Required work:
Transcribe the passage about Brahms and Schumann below verbatim, starting at "Da sind zwei" and ending at "a barren forest.".

Selected passage:
^^^^^^^^^^^^^^^^
Der Abend dämmert, das Mondlicht scheint

The evening falls, the moonlight shines

Da sind zwei Herzen in Liebe vereint

Two hearts are united in love

Und halten sich selig umfangen

And keep themselves in bliss enclosed

The emotional directness of this movement such that one of the 20th century’s greatest pianist, Claudio Arrau, described it as ‘the greatest love music after Tristan, and the most erotic.’ However, whilst Brahms was obvious in regards to the programmatic intentions of the Adagio espressivo, the composer was far more cryptic about the subject matter behind the fourth movement. Although is it not identify in the score, the Intermezzo is based upon Sternau’s poem Bitte (Request), which depicts a love that has grown cold similar to a withered tree or a barren forest.

Furthermore, it is possible to see Brahms’s late piano and chamber works as music which verges on the dream-like realm of nostalgia. Unlike the early works, (in particular the F minor Piano Sonata and the D minor Piano Concerto) which place titanic demands on the soloist in terms of technique, emotion and physical stature, the late works (in particular Opus 117, 118, 119 and the Clarinet Quintet) are much more intimate in their conception and exude an autumnal atmosphere. In these works, we no longer hear the intense, passionate young composer haunted by Schumann’s attempted suicide as well as his love for Clara (as attested by the opening bars of the Concerto and its slow movement, written as Clara’s ‘portrait’). The drive, the titanic tussle, and the composer’s allegorical triumph over adversary fate (in the finale of both the F minor Sonata and the D minor Concerto, Brahms utilised the frequently adopted 19th-century compositional device of transition from the minor key to the tonic major identical to that in Beethoven’s Fifth and Ninth Symphonies), all of which were hallmarks in the Brahms’s early, large-scale works, were replaced by a sense of contentment, acceptance and serenity in the composer’s late musical essays.

In a similar way, Schumann’s Kinderszenen (1838) is the composer’s own nostalgia of childhood. Although it is difficult to speculate the autobiographical content (or the lack of) within these pieces, Schumann himself admitted to Clara that they were inspired by her comment in regards to the composer who seemed ‘like a child’ at times. Most poignant is the first piece of the set entitled Von fremden Ländern und Menschen (Of Foreign Land and People), which (to me at least) is a musical portrait of a toddler’s foremost interaction with the outside world. Perhaps the most famous piece of set is Träumerei (Dreaming), immortalised by Vladimir Horowitz as a favourite encore and used in the 1947 Hollywood film Song of Love, starring Paul Henreid as Robert Schumann and Katherine Hepburn as Clara Wieck.
^^^^^^^^^^^^^^^^
Data:

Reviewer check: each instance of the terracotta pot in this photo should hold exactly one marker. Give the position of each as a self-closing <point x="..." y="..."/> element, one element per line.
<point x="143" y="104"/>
^^^^^^^^^^^^^^^^
Finished task:
Da sind zwei Herzen in Liebe vereint

Two hearts are united in love

Und halten sich selig umfangen

And keep themselves in bliss enclosed

The emotional directness of this movement such that one of the 20th century’s greatest pianist, Claudio Arrau, described it as ‘the greatest love music after Tristan, and the most erotic.’ However, whilst Brahms was obvious in regards to the programmatic intentions of the Adagio espressivo, the composer was far more cryptic about the subject matter behind the fourth movement. Although is it not identify in the score, the Intermezzo is based upon Sternau’s poem Bitte (Request), which depicts a love that has grown cold similar to a withered tree or a barren forest.